(Labeled-object pointing entries)
# # # # #

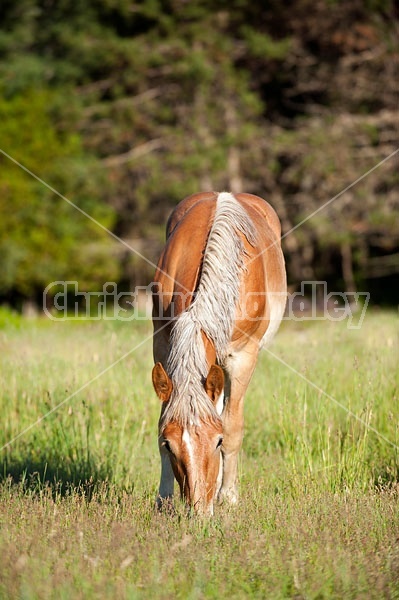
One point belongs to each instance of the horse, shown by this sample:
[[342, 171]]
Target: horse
[[219, 294]]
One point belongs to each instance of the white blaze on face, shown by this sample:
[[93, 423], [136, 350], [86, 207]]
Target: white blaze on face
[[186, 438], [220, 404]]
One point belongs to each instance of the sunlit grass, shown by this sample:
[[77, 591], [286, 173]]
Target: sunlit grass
[[318, 516]]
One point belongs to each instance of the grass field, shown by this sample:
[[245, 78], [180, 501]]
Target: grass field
[[319, 513]]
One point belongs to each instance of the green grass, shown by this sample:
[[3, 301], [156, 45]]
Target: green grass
[[319, 514]]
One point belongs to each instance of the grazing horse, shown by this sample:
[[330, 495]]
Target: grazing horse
[[219, 295]]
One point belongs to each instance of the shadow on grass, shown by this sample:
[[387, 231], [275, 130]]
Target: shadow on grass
[[84, 478]]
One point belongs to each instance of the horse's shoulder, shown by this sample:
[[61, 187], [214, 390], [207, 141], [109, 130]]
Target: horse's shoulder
[[185, 206], [262, 208]]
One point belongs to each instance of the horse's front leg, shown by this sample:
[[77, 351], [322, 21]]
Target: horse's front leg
[[241, 367]]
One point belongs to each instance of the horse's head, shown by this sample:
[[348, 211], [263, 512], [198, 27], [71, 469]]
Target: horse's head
[[194, 449]]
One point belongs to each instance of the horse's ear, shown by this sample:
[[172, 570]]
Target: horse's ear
[[161, 382], [214, 383]]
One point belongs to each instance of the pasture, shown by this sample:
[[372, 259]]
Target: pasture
[[319, 469]]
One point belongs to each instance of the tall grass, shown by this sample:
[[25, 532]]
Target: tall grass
[[318, 516]]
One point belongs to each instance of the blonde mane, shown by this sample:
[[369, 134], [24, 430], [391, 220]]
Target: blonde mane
[[212, 311]]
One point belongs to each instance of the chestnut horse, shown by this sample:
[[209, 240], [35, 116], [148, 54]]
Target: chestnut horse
[[219, 295]]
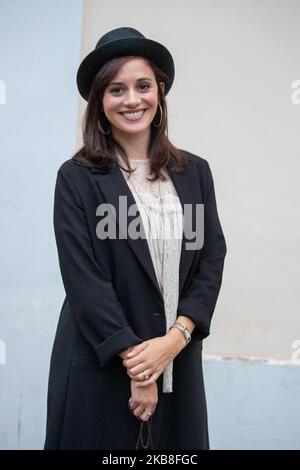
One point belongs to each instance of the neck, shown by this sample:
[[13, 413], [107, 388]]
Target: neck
[[135, 145]]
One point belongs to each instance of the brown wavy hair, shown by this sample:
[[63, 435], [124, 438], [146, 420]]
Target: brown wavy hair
[[99, 150]]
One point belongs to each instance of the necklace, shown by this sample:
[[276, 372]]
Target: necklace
[[161, 223]]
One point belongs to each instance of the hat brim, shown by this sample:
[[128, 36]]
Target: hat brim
[[148, 48]]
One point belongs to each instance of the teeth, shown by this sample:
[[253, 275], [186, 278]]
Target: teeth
[[133, 116]]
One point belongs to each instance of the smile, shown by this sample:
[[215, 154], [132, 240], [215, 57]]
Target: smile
[[135, 116]]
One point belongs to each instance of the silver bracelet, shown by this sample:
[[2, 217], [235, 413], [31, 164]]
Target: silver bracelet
[[183, 330]]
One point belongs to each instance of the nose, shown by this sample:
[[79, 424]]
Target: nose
[[132, 99]]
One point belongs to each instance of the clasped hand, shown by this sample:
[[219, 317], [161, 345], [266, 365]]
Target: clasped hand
[[150, 357]]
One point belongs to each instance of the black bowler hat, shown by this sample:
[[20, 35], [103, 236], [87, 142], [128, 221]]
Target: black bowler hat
[[122, 42]]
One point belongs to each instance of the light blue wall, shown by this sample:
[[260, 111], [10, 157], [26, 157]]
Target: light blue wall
[[252, 405], [40, 53]]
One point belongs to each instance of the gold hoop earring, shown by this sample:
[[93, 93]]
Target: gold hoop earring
[[100, 128], [161, 113]]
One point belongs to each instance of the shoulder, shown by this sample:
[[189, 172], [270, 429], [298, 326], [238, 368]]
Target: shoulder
[[201, 165], [70, 169]]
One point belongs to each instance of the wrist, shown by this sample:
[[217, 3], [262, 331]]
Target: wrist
[[176, 339]]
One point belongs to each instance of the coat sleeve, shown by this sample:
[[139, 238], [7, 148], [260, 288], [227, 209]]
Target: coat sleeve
[[93, 300], [201, 296]]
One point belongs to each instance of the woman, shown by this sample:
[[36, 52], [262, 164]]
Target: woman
[[152, 295]]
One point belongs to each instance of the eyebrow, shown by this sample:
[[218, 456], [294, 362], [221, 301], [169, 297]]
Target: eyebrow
[[122, 83]]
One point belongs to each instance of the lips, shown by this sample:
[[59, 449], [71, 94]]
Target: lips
[[133, 119]]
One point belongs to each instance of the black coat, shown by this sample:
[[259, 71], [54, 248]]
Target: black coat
[[113, 301]]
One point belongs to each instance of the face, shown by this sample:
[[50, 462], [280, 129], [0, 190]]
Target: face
[[132, 90]]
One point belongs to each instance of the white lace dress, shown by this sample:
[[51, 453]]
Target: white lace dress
[[162, 223]]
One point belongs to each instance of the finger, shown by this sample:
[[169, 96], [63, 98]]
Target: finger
[[134, 361], [139, 369], [146, 415], [141, 376], [137, 349], [138, 410], [146, 383]]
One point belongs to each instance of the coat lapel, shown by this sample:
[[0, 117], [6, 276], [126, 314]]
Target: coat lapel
[[112, 184]]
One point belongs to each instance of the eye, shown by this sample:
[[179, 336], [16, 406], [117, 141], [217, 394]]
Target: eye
[[115, 90]]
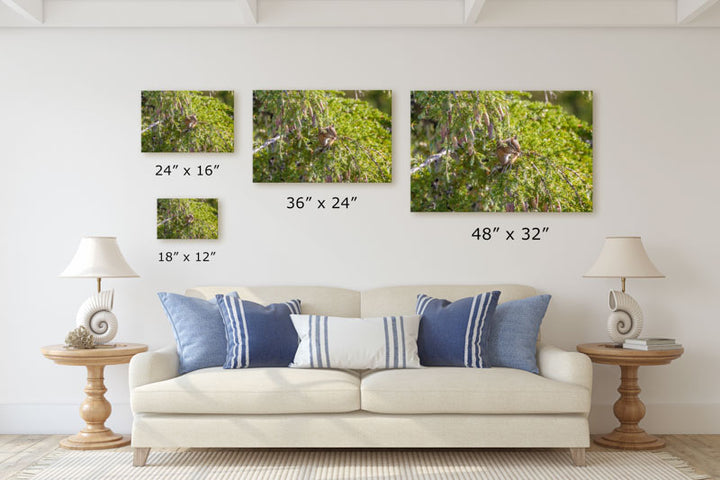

# # # # #

Rewrite all of the data with "Target" swapped for "Label" and everything else kept the same, omitting the pictures.

One point belongs to each instance of the horse, shown by this sample:
[[342, 171]]
Label: horse
[[219, 294]]
One point belongs to each instance of the white blaze on face, shown by this sample:
[[93, 423], [136, 350], [86, 207]]
Label: white blaze on face
[[186, 438], [220, 404]]
One point belongs to each instance of the sunlit grass, shown by this sample:
[[77, 591], [286, 173]]
Label: sunlit grass
[[318, 516]]
One point belongs to each instance of the grass field, shown by this sample:
[[245, 78], [180, 501]]
Label: grass field
[[319, 513]]
One point belongs to each instance of the green grass, shown by this sample:
[[3, 301], [156, 45]]
Label: green grass
[[319, 514]]
One point belongs to each instance of the grazing horse, shown by this sample:
[[330, 495]]
Label: grazing horse
[[219, 295]]
One point belongs to each instance of the shadow on grass, shown by this sample:
[[387, 231], [275, 130]]
Label: shadow on grass
[[84, 478]]
One point belongs to each instance of the horse's shoulder, shown by this sample:
[[61, 187], [214, 390], [207, 141], [109, 130]]
Label: horse's shoulder
[[185, 206], [262, 208]]
One point belongs to each instance of the horse's front leg, shown by this sample:
[[77, 351], [322, 21]]
Label: horse's front leg
[[241, 367]]
One point belongs to each instance of the horse's head, shown by this sample:
[[348, 211], [263, 512], [198, 27], [71, 469]]
Label: horse's head
[[194, 449]]
One point belongs to each instance of the horse's ear, shown by this sample:
[[172, 570]]
Label: horse's ear
[[161, 382], [214, 383]]
One point belongs to each instance of the pasture, shown by this sample:
[[372, 259]]
Label: pasture
[[319, 469]]
One point belongs to each instance of the tall grass, shown by this sample:
[[25, 532]]
Label: tall grass
[[318, 516]]
One point belongs to each instance of the blonde mane, shown by this sample:
[[369, 134], [24, 430], [391, 220]]
Label: blonde mane
[[212, 311]]
One point belongs to each instance of the chestnut horse, shown by this sample:
[[209, 240], [35, 116], [148, 54]]
Label: chestnut horse
[[219, 295]]
One point belongs to each instance of the neck, shown by this sample:
[[13, 413], [107, 388]]
Label: neck
[[135, 145]]
One point belongs to each instance of the brown wavy hair, shown by this sample:
[[63, 435], [124, 438], [146, 420]]
Label: brown wavy hair
[[99, 150]]
One point belongs to each instance of the necklace, shown by this sample:
[[276, 372]]
Label: necklace
[[161, 223]]
One point belongs to each instance of the hat brim, shown by this sample:
[[128, 36]]
Label: hat brim
[[148, 48]]
One point belongs to each instance of the teeth, shown by this sample:
[[253, 275], [186, 278]]
Label: teeth
[[133, 116]]
One point belongs to each instance of the smile, shown by this sample:
[[215, 154], [132, 240], [215, 57]]
Label: smile
[[135, 116]]
One point belongs to each instance of the silver bracelet, shown by this sample:
[[2, 217], [235, 413], [31, 164]]
Label: silver bracelet
[[183, 330]]
One point belongs to each instance of the nose, shown by this sample:
[[79, 424]]
Label: nose
[[132, 99]]
One point belongs to each instance of the clasped hand, shown by this sample:
[[219, 317], [161, 345], [266, 365]]
Label: clasped hand
[[150, 357]]
One point belongs to each instance of the black bowler hat, shown by this sample:
[[20, 35], [103, 236], [87, 142], [128, 221]]
Label: black bowler hat
[[122, 42]]
One point belongs to each instance of the light blue wall, shown by this sample:
[[260, 111], [10, 157], [26, 157]]
Label: light blue wall
[[252, 405], [40, 53]]
One point belongs to each instance of the gold hoop earring, shown by this sample:
[[93, 93]]
Label: gold hoop earring
[[100, 128], [161, 113]]
One point belongs to each instance of the shoulder, shown by this sample:
[[189, 172], [270, 429], [298, 326], [238, 368]]
Label: shoulder
[[201, 165], [70, 169]]
One point belongs to each instance of the wrist, shown by this sample:
[[217, 3], [262, 331]]
Label: wrist
[[176, 339]]
One point belongs to each instance of the coat sleeve, shown by this sample:
[[139, 238], [7, 148], [260, 288], [227, 209]]
Label: coat sleeve
[[93, 300], [201, 296]]
One point belongs to each instance of the woman, shown by this sample:
[[36, 52], [262, 164]]
Label: woman
[[152, 295]]
One point belongs to each instance of the eyebrow, shown by this sample:
[[218, 456], [294, 362], [221, 301], [169, 297]]
Label: eyebrow
[[122, 83]]
One point belongs to each instance of the lips, shown by this sample:
[[59, 449], [71, 94]]
Label: lips
[[133, 119]]
One point belongs to each instance of the black coat, shown by this sample:
[[259, 71], [54, 248]]
Label: black coat
[[113, 301]]
One point belongs to each instance of the face, shown by this sample:
[[50, 462], [280, 129], [0, 190]]
Label: face
[[132, 90]]
One point belongs to each instance of the white lace dress, shown by this sample:
[[51, 453]]
Label: white lace dress
[[162, 223]]
One point belongs to each instance of the finger, shown by this sample:
[[169, 96], [63, 98]]
Label: finger
[[134, 361], [139, 369], [146, 415], [141, 376], [137, 349], [138, 410], [146, 383]]
One point belongs to each instance of the coat lapel, shown by this sample:
[[0, 117], [6, 276], [126, 314]]
Label: coat lapel
[[112, 184]]
One point belongs to each instance of the eye, shown by this sample:
[[179, 336], [16, 406], [117, 141], [217, 394]]
Label: eye
[[115, 90]]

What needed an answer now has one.